:: RECORDS FOR THIS EXERCISE

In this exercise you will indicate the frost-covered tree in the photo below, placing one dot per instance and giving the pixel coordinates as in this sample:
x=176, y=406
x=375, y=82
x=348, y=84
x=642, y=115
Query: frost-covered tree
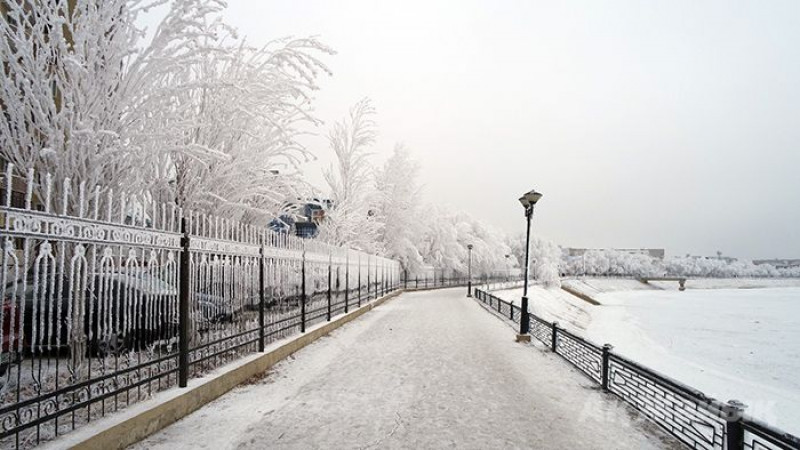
x=545, y=258
x=191, y=114
x=242, y=107
x=398, y=207
x=352, y=220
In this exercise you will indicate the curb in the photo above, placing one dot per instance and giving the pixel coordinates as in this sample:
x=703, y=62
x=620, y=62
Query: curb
x=122, y=430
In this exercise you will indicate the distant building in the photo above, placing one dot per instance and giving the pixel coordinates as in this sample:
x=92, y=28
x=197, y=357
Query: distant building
x=657, y=253
x=779, y=263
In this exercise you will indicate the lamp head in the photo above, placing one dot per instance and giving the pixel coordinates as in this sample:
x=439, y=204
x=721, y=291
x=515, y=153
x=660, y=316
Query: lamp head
x=530, y=198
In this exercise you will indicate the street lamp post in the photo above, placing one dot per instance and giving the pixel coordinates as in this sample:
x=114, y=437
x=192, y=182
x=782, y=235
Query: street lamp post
x=528, y=201
x=469, y=270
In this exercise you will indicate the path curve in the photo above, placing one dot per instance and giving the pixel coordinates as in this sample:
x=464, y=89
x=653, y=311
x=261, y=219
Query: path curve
x=425, y=370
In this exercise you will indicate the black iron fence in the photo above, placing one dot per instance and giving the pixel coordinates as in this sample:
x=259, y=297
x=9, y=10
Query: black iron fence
x=696, y=420
x=108, y=298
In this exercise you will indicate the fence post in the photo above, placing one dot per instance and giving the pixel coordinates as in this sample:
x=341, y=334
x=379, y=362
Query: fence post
x=261, y=302
x=347, y=283
x=183, y=309
x=734, y=431
x=525, y=318
x=330, y=266
x=303, y=292
x=606, y=353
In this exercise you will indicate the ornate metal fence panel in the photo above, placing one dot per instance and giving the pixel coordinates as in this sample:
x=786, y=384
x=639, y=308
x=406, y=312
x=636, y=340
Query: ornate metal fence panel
x=541, y=329
x=760, y=436
x=92, y=287
x=580, y=353
x=89, y=302
x=691, y=417
x=686, y=414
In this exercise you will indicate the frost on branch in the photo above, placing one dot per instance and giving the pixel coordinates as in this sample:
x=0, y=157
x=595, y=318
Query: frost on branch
x=352, y=220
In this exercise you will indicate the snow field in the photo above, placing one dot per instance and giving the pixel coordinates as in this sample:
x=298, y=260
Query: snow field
x=426, y=370
x=740, y=343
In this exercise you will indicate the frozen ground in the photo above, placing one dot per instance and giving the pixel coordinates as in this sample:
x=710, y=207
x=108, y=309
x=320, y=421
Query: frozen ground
x=426, y=370
x=729, y=343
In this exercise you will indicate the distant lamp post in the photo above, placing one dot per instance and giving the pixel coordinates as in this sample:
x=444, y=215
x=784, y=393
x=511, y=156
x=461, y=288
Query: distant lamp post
x=528, y=201
x=469, y=271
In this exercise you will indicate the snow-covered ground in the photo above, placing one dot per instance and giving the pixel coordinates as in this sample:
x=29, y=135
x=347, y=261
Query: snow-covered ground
x=728, y=343
x=427, y=370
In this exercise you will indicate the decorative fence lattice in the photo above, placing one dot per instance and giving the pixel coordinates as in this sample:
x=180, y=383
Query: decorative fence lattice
x=686, y=413
x=108, y=298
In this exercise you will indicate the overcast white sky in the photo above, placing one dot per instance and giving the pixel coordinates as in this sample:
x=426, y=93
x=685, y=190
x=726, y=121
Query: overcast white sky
x=670, y=124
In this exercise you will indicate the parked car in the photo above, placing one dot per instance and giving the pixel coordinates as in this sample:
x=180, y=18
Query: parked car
x=123, y=311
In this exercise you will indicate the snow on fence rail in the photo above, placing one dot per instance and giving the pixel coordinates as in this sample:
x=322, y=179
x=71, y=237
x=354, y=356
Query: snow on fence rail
x=108, y=298
x=693, y=418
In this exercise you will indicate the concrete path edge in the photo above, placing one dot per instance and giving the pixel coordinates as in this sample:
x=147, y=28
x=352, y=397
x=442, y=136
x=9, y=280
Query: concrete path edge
x=127, y=429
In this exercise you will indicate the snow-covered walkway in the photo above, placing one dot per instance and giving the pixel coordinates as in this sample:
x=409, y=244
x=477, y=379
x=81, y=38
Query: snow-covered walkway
x=425, y=370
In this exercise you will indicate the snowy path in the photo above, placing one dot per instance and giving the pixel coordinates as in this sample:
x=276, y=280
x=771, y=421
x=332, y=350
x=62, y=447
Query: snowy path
x=425, y=370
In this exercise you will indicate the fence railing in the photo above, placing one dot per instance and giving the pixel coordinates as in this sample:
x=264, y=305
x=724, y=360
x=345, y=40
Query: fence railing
x=693, y=418
x=108, y=298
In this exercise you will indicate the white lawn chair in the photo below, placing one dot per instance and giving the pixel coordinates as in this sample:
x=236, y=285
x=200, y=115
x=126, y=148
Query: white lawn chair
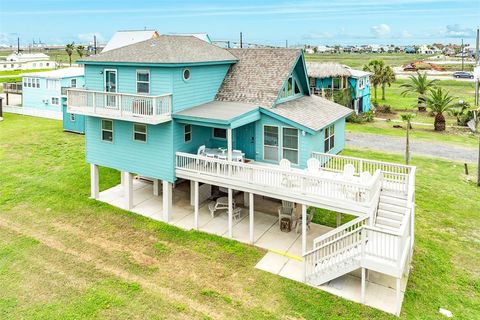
x=298, y=227
x=285, y=164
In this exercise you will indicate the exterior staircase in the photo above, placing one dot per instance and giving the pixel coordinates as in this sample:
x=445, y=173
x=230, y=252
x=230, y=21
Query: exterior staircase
x=342, y=250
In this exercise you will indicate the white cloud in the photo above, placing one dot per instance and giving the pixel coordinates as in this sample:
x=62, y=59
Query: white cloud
x=406, y=35
x=380, y=31
x=88, y=37
x=457, y=31
x=319, y=35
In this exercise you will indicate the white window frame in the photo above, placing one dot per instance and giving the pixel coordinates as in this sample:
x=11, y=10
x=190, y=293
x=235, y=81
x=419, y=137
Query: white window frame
x=298, y=145
x=189, y=74
x=330, y=129
x=141, y=81
x=102, y=130
x=187, y=132
x=278, y=142
x=143, y=133
x=219, y=138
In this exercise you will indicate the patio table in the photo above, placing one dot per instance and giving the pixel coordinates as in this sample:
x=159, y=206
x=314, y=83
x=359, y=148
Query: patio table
x=221, y=153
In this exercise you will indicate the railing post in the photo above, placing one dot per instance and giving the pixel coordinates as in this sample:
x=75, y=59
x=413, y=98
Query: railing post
x=94, y=102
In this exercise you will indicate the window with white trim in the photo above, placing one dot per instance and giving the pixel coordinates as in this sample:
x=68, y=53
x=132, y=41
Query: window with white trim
x=140, y=132
x=290, y=144
x=143, y=81
x=107, y=130
x=270, y=143
x=220, y=133
x=187, y=133
x=329, y=138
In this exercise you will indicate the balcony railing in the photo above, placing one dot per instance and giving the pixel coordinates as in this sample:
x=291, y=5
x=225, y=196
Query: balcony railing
x=121, y=106
x=294, y=184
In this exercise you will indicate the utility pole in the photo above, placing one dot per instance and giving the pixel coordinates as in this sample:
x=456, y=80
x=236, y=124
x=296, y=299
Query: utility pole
x=477, y=67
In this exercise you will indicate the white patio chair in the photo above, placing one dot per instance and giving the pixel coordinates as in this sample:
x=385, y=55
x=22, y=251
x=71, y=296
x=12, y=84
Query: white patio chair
x=287, y=210
x=348, y=171
x=365, y=177
x=299, y=222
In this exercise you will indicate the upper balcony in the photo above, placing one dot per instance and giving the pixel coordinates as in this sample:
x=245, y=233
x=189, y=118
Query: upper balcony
x=120, y=106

::::

■ EXERCISE INSTRUCTIONS: Lay out every line of the data above as a numbered list, skipping blank lines and leaving out the pictures.

■ RESPONSE BELOW:
1. In this exercise you will indicate the frost-covered tree in the photo below, placing one dot per instance and giving the pixel coordinates as in this sample:
2. x=176, y=406
3. x=375, y=82
4. x=348, y=84
5. x=642, y=115
6. Query: frost-covered tree
7. x=545, y=258
8. x=191, y=114
9. x=242, y=107
10. x=398, y=207
11. x=352, y=220
12. In this exercise you will indicate the curb in the photo above, placing one dot per instance and giving the pixel coordinates as in this sample:
13. x=703, y=62
14. x=620, y=62
15. Query: curb
16. x=122, y=430
17. In this exercise you will indicate the distant building in the photo above, placing one dot per instance and giving the pixel coordinates as in this sample:
18. x=92, y=28
19. x=197, y=357
20. Query: distant building
21. x=657, y=253
22. x=779, y=263
23. In this exercise you will indicate the lamp head in the photo above, placing one dot per instance and giving the pixel coordinates as in this sample:
24. x=439, y=204
25. x=721, y=291
26. x=515, y=153
27. x=660, y=316
28. Query: lamp head
29. x=530, y=198
30. In this exercise you will indicate the street lamp post in the photo above, placing one dot per instance and giving the pixel coordinates as in this sample:
31. x=114, y=437
32. x=192, y=182
33. x=782, y=235
34. Query: street lamp post
35. x=528, y=201
36. x=469, y=270
37. In this exercise you will indicate the path curve in the photo above, placing one dot per instance and giving the pixel coordinates as in this sample:
38. x=464, y=89
39. x=653, y=311
40. x=261, y=219
41. Query: path curve
42. x=425, y=370
43. In this exercise you will indicate the black iron fence in the photo above, placing one dot per instance and giving the pixel coordinates as in this sample:
44. x=259, y=297
45. x=9, y=10
46. Query: black iron fence
47. x=696, y=420
48. x=108, y=298
49. In this exercise you will indicate the fence post in the photo above, placing one dot per instance and giving the pixel coordinates as in this sample:
50. x=341, y=334
51. x=379, y=362
52. Query: fence post
53. x=261, y=302
54. x=347, y=283
55. x=183, y=309
56. x=734, y=431
57. x=525, y=318
58. x=330, y=266
59. x=303, y=292
60. x=606, y=353
61. In this exercise you will indicate the ornate metal fence panel in the photo above, placing one dot per instance and giving the pixel coordinates as in this sample:
62. x=786, y=384
63. x=639, y=308
64. x=406, y=312
65. x=636, y=340
66. Query: ornate metal fence panel
67. x=541, y=329
68. x=760, y=436
69. x=92, y=287
70. x=580, y=353
71. x=89, y=302
72. x=691, y=417
73. x=686, y=414
74. In this exercise you will indicate the frost on branch in the photo above, placing one dot per instance and giving the pixel coordinates as in this sample:
75. x=0, y=157
76. x=595, y=318
77. Query: frost on branch
78. x=352, y=220
79. In this exercise you will indicate the snow field in the photo above, placing one dot per instance and giving the pixel coordinates as in this sample:
80. x=298, y=260
81. Query: snow field
82. x=426, y=370
83. x=740, y=343
84. In this exercise you will indicate the frozen ground in the photo above, placing one dot per instance and giving the pixel coordinates as in this sample:
85. x=710, y=207
86. x=108, y=309
87. x=320, y=421
88. Query: frozen ground
89. x=426, y=370
90. x=729, y=343
91. In this exercise you will indicate the distant lamp post in the photo above, placing one dot per instance and giving the pixel coordinates as in this sample:
92. x=444, y=215
93. x=784, y=393
94. x=511, y=156
95. x=461, y=288
96. Query: distant lamp post
97. x=528, y=201
98. x=469, y=271
99. In this exercise you will indicate the snow-covered ground in the photo above, placing one dot per instance and giving the pixel coordinates as in this sample:
100. x=29, y=135
101. x=347, y=261
102. Query: snow-covered ground
103. x=728, y=343
104. x=427, y=370
105. In this exercise you will indicate the decorative fence lattice in the photo above, placing one dot per instance and giving the pixel coordinates as in this sample:
106. x=180, y=383
107. Query: decorative fence lattice
108. x=686, y=413
109. x=108, y=298
110. In this exercise you will indicate the overcast white sky in the photo above, placing one dot per instance and giving the pixel coordinates as in this sample:
111. x=426, y=93
112. x=685, y=190
113. x=726, y=121
114. Query: overcast white sky
115. x=670, y=124
116. In this exercise you will indicate the parked car in the photo above, placing one dot per instance and giving the pixel coordinates as in this sample:
117. x=180, y=18
118. Query: parked car
119. x=123, y=311
120. In this exercise you will indicate the snow on fence rail in the photo above, placing one dot per instance and giving the pixel coordinates as in this sample:
121. x=322, y=179
122. x=71, y=237
123. x=354, y=356
124. Query: snow on fence rail
125. x=108, y=298
126. x=693, y=418
127. In this exercise you will indicate the concrete path edge in the photo above, placing one dot per instance and giving the pixel coordinates as in this sample:
128. x=147, y=28
129. x=352, y=397
130. x=442, y=136
131. x=9, y=280
132. Query: concrete path edge
133. x=127, y=429
134. In this exercise you will indicate the snow-covered walkway in the photo above, placing one dot per instance and giving the pixel coordinates as in this sample:
135. x=409, y=244
136. x=477, y=379
137. x=81, y=38
138. Query: snow-covered walkway
139. x=425, y=370
140. In this exercise you will indicate the snowy path in the photo above, placing one dot per instance and giving the pixel coordinates as in this sample:
141. x=276, y=280
142. x=771, y=421
143. x=332, y=350
144. x=62, y=447
145. Query: snowy path
146. x=425, y=370
147. In this exercise you will indicate the fence railing in the photo above, placing one dot per instance and giving the pixel coordinates as in this sample:
148. x=264, y=305
149. x=724, y=360
150. x=345, y=40
151. Query: fence railing
152. x=693, y=418
153. x=108, y=298
154. In this exercise you will indicate the white lawn chair in the photo below, placing one dot per instance and giving the pixel coordinates as in this sample:
155. x=236, y=285
156. x=200, y=115
157. x=126, y=148
158. Query: white lawn chair
159. x=298, y=227
160. x=285, y=164
161. In this exercise you will indicate the exterior staircase in the photo above, placing one dot per instance and giving the pixel coordinates as in this sample:
162. x=445, y=173
163. x=230, y=252
164. x=230, y=21
165. Query: exterior staircase
166. x=342, y=250
167. In this exercise you will indicate the white cloud in the photo above, placing one dot per instance and giving the pixel coordinates as in this sample:
168. x=62, y=59
169. Query: white cloud
170. x=406, y=35
171. x=380, y=31
172. x=88, y=37
173. x=457, y=31
174. x=319, y=35
175. In this exercise you will indicate the white window frame in the photo above, placing one dot per instance and giving the pixel coordinates as in this sample:
176. x=11, y=10
177. x=190, y=293
178. x=235, y=81
179. x=419, y=137
180. Query: white window frame
181. x=298, y=145
182. x=189, y=74
183. x=330, y=129
184. x=141, y=81
185. x=102, y=130
186. x=187, y=132
187. x=278, y=142
188. x=143, y=133
189. x=219, y=138
190. In this exercise you will indicate the patio table in the photo above, placing one dot per instance and giving the pixel coordinates as in this sample:
191. x=159, y=206
192. x=314, y=83
193. x=359, y=148
194. Query: patio table
195. x=221, y=153
196. In this exercise you will indicate the railing post in the photo above, placing one dot per instance and giving the pixel coordinates as in this sample:
197. x=75, y=59
198. x=413, y=98
199. Query: railing post
200. x=94, y=102
201. In this exercise you will indicate the window with white trim in the photo above, placing one dot per instance and giving the pixel coordinates as in this sample:
202. x=68, y=53
203. x=132, y=41
204. Query: window with white trim
205. x=140, y=132
206. x=290, y=144
207. x=143, y=81
208. x=107, y=130
209. x=270, y=143
210. x=220, y=133
211. x=187, y=133
212. x=329, y=138
213. In this exercise you will indicate the balcony railing in the photo above, placing one dot per instance and giving the pixel coordinates as in this sample:
214. x=291, y=5
215. x=225, y=196
216. Query: balcony railing
217. x=121, y=106
218. x=294, y=184
219. In this exercise you will indicate the utility pole in the photo above, placing one dot per instance and giving the pixel coordinates as in this sample:
220. x=456, y=80
221. x=236, y=124
222. x=296, y=299
223. Query: utility pole
224. x=477, y=67
225. In this exercise you will indicate the white patio chair in the photo above, placing one dot per instance and giving the pixel coordinates as in this sample:
226. x=385, y=55
227. x=22, y=251
228. x=71, y=296
229. x=12, y=84
230. Query: white patio chair
231. x=287, y=210
232. x=348, y=171
233. x=365, y=177
234. x=299, y=222
235. In this exercise you will indicate the upper balcony in the photo above, placing one dot per instance and giving the pixel coordinates as in this sample:
236. x=245, y=233
237. x=189, y=118
238. Query: upper balcony
239. x=120, y=106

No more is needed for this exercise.